PROBLEM A: Output a passage from the text below on the Black Lives Matter movement, beginning at the words "Yet, it seems" and stopping after the words "by the police.".

TEXT PROVIDED:
☆ ☆ ☆
You would think that the contagious support for the Black Lives Matter movement over the past few days would leave one with an overwhelming sense of hope for racial equality in the United States and around the globe. Tragedy unifies and George Floyd’s horrendous killing by Minneapolis police officers has united all race groups, with solidarity for the cause being seen across the world. 

Yet, it seems that with every inhalation of hope, we exhale hopelessness, which, not unlike Floyd, is slowly choking us to death. Our gasps are the realisation that today, nearly 60 years after the abolishment of the Jim Crow laws, or almost 70 years after Langston Hughes asked in his poem Harlem: “What happens to a dream deferred? /… Maybe it sags / like a heavy load. / Or does it explode?,” we still have systemic racism in the US. All these years later, and America is not only a dangerous place for a black person to live, but is a land that is still considerably more disadvantageous to be black in, with 37% of the country’s male prison population being filled with black inmates, unemployment of blacks being more than double that of whites, and black Americans being two-and-a-half times more likely than white Americans to be killed by the police.
☆ ☆ ☆
DATA PROVIDED:

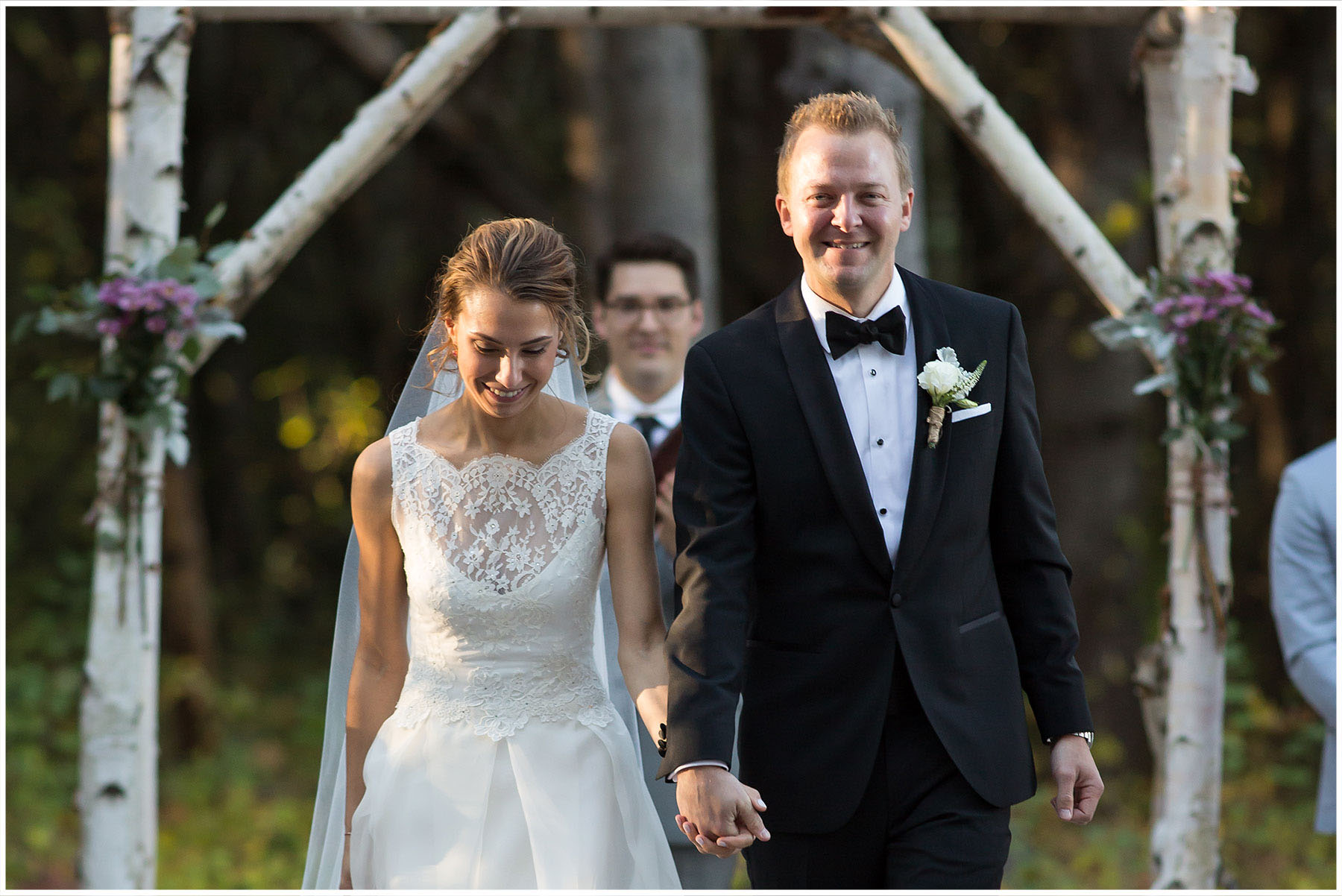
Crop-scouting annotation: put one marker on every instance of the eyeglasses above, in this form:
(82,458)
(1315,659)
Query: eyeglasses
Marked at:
(630,310)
☆ ☆ ☆
PROBLEM B: Rescale the records above by repeating all of their lines, wording included, with every coordinate in the marked answers multiplied by 2.4 and rounded to a whole number, halves rounded up. Keep the sample coordinates that show the format unchanged, and leave the pictures out.

TASK RESULT A:
Yet, it seems that with every inhalation of hope, we exhale hopelessness, which, not unlike Floyd, is slowly choking us to death. Our gasps are the realisation that today, nearly 60 years after the abolishment of the Jim Crow laws, or almost 70 years after Langston Hughes asked in his poem Harlem: “What happens to a dream deferred? /… Maybe it sags / like a heavy load. / Or does it explode?,” we still have systemic racism in the US. All these years later, and America is not only a dangerous place for a black person to live, but is a land that is still considerably more disadvantageous to be black in, with 37% of the country’s male prison population being filled with black inmates, unemployment of blacks being more than double that of whites, and black Americans being two-and-a-half times more likely than white Americans to be killed by the police.

TASK RESULT B:
Crop-scouting annotation: put one marker on every instance of the eyeglasses above, in this form:
(82,458)
(1315,659)
Query: eyeglasses
Marked at:
(1512,744)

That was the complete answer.